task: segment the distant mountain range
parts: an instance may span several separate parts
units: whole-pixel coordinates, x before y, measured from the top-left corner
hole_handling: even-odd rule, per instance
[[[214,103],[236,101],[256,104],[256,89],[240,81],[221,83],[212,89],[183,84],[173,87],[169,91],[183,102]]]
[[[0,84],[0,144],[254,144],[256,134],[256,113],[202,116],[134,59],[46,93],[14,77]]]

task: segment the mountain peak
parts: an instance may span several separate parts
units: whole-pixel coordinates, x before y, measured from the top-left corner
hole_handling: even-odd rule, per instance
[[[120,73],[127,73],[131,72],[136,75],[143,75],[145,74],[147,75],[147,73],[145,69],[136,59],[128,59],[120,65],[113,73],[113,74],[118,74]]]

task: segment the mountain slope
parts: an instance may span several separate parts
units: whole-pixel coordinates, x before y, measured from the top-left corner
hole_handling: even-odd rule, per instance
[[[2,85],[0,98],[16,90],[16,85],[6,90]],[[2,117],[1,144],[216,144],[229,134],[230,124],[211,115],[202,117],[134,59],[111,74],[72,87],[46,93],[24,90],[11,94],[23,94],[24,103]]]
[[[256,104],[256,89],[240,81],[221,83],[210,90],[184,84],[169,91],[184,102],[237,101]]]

________________

## [Required task]
Copy all of the data above, substituting "nonzero winding rule" for every occurrence of "even-odd rule" and leaving everything else unchanged.

## [Answer]
task: segment the distant mountain range
parts: an instance may span several separate parts
units: whole-pixel coordinates, x before y, measured from the top-left corner
hole_handling: nonzero winding rule, per instance
[[[214,103],[236,101],[256,104],[256,89],[240,81],[221,83],[212,89],[183,84],[173,87],[169,91],[183,102]]]
[[[0,84],[0,144],[254,144],[256,134],[256,113],[202,116],[134,59],[46,93],[14,77]]]

task: segment the mountain peak
parts: an instance may span several separate parts
units: whole-pixel coordinates, x before y, measured from the top-left corner
hole_handling: nonzero winding rule, per instance
[[[120,73],[127,73],[131,72],[136,75],[143,75],[145,74],[147,75],[147,73],[145,69],[136,59],[128,59],[120,65],[113,73],[113,74],[118,74]]]

task: segment the mountain slope
parts: an instance may span several separate parts
units: whole-pixel coordinates, x before y, measured from the top-left corner
hole_handling: nonzero winding rule, per instance
[[[2,85],[0,98],[16,90],[16,85],[6,90]],[[2,117],[1,144],[216,144],[229,134],[230,124],[211,115],[202,117],[134,59],[111,74],[72,87],[46,93],[24,90],[11,94],[23,94],[24,103]]]
[[[256,104],[256,89],[240,81],[221,83],[210,90],[184,84],[169,91],[184,102],[237,101]]]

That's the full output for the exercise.